● Source passage
--

= ISO 3166-2:LI =

Entry for Liechtenstein in ISO 3166-2

ISO 3166-2:LI is the entry for Liechtenstein in ISO 3166-2, part of the ISO 3166 standard published by the International Organization for Standardization (ISO), which defines codes for the names of the principal subdivisions (e.g., provinces or states) of all countries coded in ISO 3166-1.

Currently for Liechtenstein, ISO 3166-2 codes are defined for 11 communes.

Each code consists of two parts, separated by a hyphen. The first part is LI, the ISO 3166-1 alpha-2 code of Liechtenstein. The second part is two digits (01-11).

==Current codes==
Subdivision names are listed as in the ISO 3166-2 standard published by the ISO 3166 Maintenance Agency (ISO 3166/MA).

Click on the button in the header to sort each column.

--

● Records shown

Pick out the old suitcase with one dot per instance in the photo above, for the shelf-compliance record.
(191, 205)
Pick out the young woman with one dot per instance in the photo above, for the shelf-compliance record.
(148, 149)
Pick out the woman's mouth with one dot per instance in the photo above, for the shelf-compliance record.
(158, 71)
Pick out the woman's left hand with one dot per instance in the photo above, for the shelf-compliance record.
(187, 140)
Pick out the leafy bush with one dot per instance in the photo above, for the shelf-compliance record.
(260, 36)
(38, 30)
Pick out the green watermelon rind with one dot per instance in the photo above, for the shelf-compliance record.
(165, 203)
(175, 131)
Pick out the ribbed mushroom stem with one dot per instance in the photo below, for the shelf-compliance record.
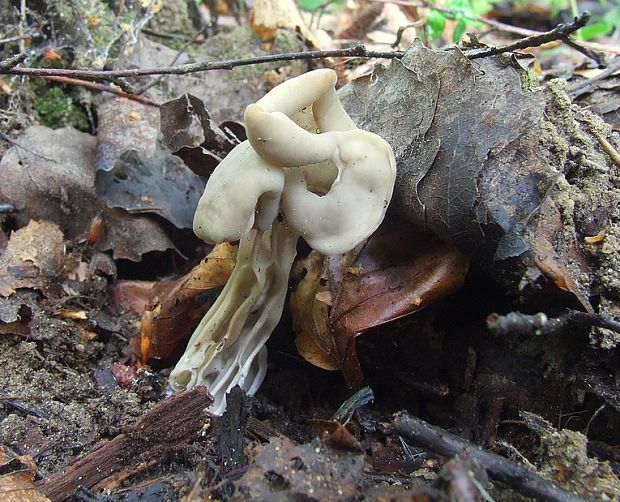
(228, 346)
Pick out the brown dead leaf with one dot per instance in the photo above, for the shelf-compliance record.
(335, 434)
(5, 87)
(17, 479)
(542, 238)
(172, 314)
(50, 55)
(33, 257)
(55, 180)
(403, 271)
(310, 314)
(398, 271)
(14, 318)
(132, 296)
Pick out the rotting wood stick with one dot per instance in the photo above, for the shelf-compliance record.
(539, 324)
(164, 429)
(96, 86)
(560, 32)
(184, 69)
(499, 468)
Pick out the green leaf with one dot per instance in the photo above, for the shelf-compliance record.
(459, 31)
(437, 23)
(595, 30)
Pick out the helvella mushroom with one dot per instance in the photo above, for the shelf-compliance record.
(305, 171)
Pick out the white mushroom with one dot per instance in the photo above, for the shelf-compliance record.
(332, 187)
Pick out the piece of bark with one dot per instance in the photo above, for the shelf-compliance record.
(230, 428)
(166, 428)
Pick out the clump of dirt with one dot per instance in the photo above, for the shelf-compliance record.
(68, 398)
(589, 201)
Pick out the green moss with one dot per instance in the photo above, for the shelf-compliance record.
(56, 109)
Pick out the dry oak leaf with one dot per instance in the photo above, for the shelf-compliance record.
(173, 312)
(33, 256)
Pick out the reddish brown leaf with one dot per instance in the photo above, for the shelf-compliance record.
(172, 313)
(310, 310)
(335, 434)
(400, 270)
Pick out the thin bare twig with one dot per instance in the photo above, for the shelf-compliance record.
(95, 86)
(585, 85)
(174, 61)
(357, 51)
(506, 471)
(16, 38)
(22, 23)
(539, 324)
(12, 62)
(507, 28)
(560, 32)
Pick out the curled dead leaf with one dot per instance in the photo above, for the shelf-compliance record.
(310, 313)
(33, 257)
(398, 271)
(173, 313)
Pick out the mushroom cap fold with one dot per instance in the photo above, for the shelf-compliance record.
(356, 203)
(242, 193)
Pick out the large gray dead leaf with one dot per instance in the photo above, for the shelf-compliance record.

--

● Task requirements
**a.** Decide whether each statement agrees with the ISO 3166-2:LI entry. Answer yes or no for each, and quote the words of the entry that settle it.
(i) ISO 3166-2 codes are currently defined for 11 communes of Liechtenstein.
(ii) The second part of each code is made of three letters.
(iii) A hyphen separates the two parts of each code.
**b.** According to the ISO 3166-2:LI entry, what is the first part of each code?
**c.** List every standard or part of a standard that the ISO 3166-2:LI entry names by number. Do not count the entry's own title, ISO 3166-2:LI, or the maintenance agency's abbreviation.

● Solutions for each task
**a.**
(i) Yes: "Currently for Liechtenstein, ISO 3166-2 codes are defined for 11 communes."
(ii) No: "The second part is two digits (01-11)."
(iii) Yes: "Each code consists of two parts, separated by a hyphen."

**b.** LI, the ISO 3166-1 alpha-2 code of Liechtenstein.

**c.** ISO 3166, ISO 3166-1, ISO 3166-2